### Data for review ###
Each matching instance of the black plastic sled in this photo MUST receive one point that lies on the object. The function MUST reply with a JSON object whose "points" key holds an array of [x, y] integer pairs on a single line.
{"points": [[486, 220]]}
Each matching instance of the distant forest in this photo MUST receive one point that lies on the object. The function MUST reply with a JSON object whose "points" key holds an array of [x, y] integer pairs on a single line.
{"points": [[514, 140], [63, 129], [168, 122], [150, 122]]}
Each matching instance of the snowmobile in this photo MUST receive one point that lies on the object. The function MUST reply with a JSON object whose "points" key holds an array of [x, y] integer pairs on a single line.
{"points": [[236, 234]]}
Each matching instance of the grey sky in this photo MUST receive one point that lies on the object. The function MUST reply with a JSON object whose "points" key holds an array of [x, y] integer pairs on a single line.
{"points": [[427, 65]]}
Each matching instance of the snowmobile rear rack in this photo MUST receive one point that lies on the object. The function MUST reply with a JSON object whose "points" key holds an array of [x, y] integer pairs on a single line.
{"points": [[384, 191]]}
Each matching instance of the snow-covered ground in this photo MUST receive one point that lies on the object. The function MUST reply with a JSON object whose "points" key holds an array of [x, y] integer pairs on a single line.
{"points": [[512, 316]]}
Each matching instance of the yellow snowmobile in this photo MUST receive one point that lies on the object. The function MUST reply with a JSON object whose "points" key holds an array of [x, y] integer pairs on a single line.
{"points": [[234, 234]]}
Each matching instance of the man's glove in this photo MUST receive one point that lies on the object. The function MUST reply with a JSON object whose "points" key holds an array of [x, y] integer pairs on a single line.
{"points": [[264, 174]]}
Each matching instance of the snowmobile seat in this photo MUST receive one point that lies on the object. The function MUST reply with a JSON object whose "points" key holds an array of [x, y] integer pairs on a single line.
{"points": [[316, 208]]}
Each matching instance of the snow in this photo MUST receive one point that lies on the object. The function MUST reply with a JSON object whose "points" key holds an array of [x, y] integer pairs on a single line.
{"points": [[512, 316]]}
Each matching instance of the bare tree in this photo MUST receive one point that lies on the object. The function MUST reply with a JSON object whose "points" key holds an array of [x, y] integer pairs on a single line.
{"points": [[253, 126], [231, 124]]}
###
* [Exercise] Print exactly and only the lines that start at the line with "Each matching instance of the snowmobile seat" and run through the end of the listing above.

* [Output of the exercise]
Each matching instance of the snowmobile seat in this photo MUST receive one point that lies on the object. The function MUST reply with a JSON object whose "points" key holds an array of [x, y] integer pairs on a single line.
{"points": [[316, 208]]}
Each matching instance of the snow in this photo MUST receive one point that lies on the object. The function MUST reply with a JSON object whose "points" key holds an array of [x, y] integer pairs on a single line.
{"points": [[512, 316]]}
Each matching instance of the bare tree in this photo MUST receive one point that lies on the object. The function MUST reply with a JSON object whose "points" key holds an array of [x, y] integer pairs on a single line.
{"points": [[253, 126], [231, 124]]}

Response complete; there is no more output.